**DOCUMENT EXTRACT**
■ ■ ■ ■

Growth Opportunities & The Path Forward
Based on everything I’ve analyzed, here’s where InterioSplash could explode their growth:
Immediate Fixes (Next 30 Days):
Technical Quick Wins:
- Fix that 403 error page getting 289 backlinks—redirect it immediately.
- Implement GZIP compression – this takes 20 minutes max.
- Reduce HTTP requests from 104 to under 50.
- Optimize images – that 2.7MB page size is killing mobile conversions.
Content Strategy Overhaul (Next 90 Days):
Stop the Keyword Cannibalization:
- Merge those 5 “interior designers in bangalore” pages into one authoritative page
- Create clear content silos:
- Residential Design (by room type)
- Commercial Design (by business type)
- Design Styles (modern, traditional, etc.)
- Location Pages (different Bangalore neighborhoods)
Link Building Reality Check:
What to Stop:
- No more directory submissions.
- Stop whatever they did in August 2024.
- Remove or disavow those suspicious .org links.
What to Start:
- Guest posts on Indian architecture blogs.

■ ■ ■ ■

**PROVIDED DATA**
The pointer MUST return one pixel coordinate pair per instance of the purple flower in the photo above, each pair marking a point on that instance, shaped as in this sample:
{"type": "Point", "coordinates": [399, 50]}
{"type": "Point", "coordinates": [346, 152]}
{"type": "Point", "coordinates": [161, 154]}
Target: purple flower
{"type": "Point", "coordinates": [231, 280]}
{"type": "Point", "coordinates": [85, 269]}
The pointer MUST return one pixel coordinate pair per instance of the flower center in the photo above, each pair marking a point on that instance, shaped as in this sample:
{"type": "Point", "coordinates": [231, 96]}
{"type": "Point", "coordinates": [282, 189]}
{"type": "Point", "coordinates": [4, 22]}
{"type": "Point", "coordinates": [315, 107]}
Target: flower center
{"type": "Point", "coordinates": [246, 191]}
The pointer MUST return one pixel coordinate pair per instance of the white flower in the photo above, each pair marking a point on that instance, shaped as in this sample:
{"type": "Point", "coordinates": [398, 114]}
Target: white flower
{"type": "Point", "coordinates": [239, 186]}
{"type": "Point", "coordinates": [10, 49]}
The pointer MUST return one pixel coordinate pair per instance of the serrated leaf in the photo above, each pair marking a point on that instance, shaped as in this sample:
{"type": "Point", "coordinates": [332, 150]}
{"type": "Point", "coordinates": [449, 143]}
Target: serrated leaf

■ ■ ■ ■

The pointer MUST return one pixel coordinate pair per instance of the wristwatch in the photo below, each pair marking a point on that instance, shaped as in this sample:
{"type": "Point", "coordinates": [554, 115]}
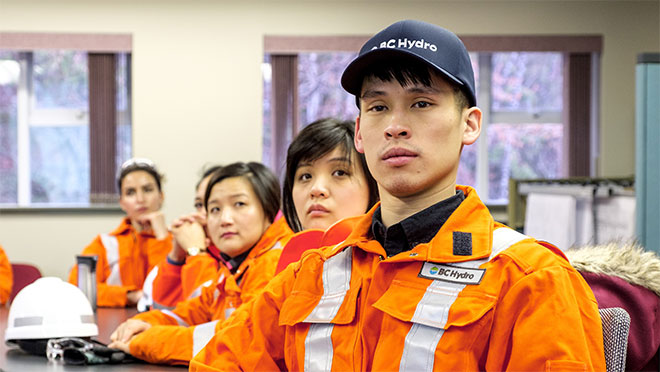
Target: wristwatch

■ ■ ■ ■

**WHAT THIS EXERCISE ASKS**
a) Output the listing lines again without changes, starting at the line that contains "of the wristwatch" and ending at the line that contains "Target: wristwatch". Leave the picture out.
b) Carry on the website growth plan from the point where it stops.

**RESPONSES FOR EACH TASK**
a)
The pointer MUST return one pixel coordinate pair per instance of the wristwatch in the photo below, each pair marking a point on that instance, shaped as in this sample:
{"type": "Point", "coordinates": [554, 115]}
Target: wristwatch

b)
- Case studies with real Bangalore businesses.
- Partner with local real estate developers for genuine citations.
The Untapped Gold Mine:
Remember those government and education backlinks? They should leverage these for:
- Government office redesign case studies.
- Educational institution interior projects.
- CSR initiatives around public space design.
The 6-Month Realistic Projection:
If they fix just the technical issues and content cannibalization:
- Traffic could jump from 22K to 35-40K monthly.
- Those position 3-4 rankings could move to position 1-2.
- Page value could increase from current near-zero to $5-10K monthly.